— Start Data to process —

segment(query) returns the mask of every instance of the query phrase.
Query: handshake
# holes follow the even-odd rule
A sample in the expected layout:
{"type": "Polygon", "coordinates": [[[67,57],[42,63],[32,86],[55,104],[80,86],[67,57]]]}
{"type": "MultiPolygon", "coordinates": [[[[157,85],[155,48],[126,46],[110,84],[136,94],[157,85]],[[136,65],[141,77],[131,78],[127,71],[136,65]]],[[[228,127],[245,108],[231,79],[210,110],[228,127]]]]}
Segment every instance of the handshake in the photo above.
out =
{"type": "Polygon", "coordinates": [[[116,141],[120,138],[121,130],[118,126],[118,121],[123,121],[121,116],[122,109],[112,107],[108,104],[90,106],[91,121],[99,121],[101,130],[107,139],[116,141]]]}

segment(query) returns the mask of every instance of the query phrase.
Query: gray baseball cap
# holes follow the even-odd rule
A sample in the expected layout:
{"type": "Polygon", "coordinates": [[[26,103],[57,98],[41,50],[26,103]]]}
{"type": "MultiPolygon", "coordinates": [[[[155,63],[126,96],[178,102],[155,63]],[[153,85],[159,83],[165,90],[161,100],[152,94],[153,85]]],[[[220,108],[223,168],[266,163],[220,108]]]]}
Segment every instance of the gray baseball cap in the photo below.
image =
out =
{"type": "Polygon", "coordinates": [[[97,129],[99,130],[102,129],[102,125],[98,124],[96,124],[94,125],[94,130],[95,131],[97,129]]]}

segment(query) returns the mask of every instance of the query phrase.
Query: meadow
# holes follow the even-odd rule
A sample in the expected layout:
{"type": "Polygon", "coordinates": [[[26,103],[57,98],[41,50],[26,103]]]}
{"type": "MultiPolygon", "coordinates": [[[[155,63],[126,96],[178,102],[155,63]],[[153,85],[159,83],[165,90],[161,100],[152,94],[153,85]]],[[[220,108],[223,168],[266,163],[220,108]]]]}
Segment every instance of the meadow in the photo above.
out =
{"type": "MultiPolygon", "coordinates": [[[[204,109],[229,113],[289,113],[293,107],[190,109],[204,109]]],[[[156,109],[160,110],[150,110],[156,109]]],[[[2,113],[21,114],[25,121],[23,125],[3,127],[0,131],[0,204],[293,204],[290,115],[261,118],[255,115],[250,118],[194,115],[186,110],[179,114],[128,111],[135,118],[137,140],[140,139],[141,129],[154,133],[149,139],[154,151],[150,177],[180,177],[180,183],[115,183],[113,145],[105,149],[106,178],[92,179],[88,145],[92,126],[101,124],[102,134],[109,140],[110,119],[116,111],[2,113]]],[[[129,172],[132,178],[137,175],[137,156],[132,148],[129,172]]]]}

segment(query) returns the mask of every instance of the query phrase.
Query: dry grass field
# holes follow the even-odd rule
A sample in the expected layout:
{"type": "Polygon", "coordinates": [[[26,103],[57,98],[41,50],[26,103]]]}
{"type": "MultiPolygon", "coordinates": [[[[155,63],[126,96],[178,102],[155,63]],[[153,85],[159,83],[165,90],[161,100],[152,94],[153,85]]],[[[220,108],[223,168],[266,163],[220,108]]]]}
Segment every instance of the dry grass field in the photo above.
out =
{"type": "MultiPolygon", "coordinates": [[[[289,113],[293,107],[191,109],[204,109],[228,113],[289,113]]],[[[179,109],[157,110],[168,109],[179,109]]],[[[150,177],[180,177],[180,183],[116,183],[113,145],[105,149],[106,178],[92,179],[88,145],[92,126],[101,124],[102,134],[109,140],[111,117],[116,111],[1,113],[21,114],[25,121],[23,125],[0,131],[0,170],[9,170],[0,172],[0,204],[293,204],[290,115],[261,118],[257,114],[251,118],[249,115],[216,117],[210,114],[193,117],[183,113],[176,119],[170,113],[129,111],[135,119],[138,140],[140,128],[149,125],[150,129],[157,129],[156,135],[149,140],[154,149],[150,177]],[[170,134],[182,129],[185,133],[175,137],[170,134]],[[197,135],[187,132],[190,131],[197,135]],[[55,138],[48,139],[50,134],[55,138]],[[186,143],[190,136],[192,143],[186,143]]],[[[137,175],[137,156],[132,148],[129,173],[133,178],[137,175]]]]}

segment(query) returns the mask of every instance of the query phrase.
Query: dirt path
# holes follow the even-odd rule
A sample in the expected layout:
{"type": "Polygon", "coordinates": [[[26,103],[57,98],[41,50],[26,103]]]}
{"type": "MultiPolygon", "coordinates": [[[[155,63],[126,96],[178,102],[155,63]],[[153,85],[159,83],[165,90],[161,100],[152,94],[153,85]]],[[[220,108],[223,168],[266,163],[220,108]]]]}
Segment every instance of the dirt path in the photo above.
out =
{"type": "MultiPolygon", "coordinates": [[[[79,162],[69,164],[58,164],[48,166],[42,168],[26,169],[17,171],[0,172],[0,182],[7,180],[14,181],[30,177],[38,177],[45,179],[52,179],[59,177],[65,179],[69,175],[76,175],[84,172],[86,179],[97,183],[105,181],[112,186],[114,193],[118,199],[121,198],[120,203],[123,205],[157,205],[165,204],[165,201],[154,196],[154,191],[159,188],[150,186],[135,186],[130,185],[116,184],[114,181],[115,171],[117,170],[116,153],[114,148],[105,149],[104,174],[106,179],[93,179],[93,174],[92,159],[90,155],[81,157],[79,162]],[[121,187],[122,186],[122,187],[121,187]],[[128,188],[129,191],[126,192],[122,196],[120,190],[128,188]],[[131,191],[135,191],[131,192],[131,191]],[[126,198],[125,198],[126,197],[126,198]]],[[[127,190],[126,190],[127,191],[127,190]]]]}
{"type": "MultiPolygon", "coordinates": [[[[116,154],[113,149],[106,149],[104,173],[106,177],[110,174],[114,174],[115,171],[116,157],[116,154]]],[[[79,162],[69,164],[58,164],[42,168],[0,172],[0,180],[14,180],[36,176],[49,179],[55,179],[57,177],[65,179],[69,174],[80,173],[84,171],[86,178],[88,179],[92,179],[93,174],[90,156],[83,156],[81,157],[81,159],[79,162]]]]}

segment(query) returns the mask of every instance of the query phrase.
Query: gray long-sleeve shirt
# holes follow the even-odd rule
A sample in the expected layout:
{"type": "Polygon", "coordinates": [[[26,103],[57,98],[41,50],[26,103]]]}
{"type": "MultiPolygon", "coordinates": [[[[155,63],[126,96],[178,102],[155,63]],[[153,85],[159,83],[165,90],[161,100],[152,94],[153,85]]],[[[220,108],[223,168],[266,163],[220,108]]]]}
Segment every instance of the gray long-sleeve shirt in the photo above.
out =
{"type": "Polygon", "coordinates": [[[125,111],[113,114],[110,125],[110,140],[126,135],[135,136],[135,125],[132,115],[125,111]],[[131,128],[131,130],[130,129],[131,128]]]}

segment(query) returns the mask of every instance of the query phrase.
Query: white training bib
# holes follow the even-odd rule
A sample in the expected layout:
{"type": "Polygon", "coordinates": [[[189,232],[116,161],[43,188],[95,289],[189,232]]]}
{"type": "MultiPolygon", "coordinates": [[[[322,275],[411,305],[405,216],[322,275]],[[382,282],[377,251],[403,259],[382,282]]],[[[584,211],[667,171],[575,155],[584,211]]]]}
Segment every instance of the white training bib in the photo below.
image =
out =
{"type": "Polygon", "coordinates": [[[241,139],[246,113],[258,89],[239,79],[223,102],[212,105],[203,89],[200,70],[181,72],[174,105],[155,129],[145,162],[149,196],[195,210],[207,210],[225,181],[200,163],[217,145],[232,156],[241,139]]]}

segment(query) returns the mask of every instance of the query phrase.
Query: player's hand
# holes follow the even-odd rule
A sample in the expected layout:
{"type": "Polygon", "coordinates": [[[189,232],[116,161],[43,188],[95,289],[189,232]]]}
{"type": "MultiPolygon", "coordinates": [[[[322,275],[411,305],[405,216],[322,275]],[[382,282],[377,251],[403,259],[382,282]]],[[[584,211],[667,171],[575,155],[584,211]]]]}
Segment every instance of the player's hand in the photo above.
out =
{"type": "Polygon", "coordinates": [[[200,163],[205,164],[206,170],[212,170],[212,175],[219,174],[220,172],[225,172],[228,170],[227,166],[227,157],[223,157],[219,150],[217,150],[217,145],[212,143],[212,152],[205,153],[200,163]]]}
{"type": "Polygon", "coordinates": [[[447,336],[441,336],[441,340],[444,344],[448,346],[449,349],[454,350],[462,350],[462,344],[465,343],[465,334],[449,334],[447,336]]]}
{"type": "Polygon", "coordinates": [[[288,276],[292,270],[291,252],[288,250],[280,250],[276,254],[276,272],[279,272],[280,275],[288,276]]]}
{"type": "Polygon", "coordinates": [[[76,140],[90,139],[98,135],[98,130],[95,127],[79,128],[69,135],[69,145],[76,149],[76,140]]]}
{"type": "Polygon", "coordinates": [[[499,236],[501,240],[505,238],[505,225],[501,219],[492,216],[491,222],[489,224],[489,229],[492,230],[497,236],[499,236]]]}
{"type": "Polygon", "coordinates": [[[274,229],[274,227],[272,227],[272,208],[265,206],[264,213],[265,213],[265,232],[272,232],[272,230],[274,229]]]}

— End Data to process —

■ **Aim**: Give only the number of lines in the rows above that contain the string "training".

■ **Right answer**: 2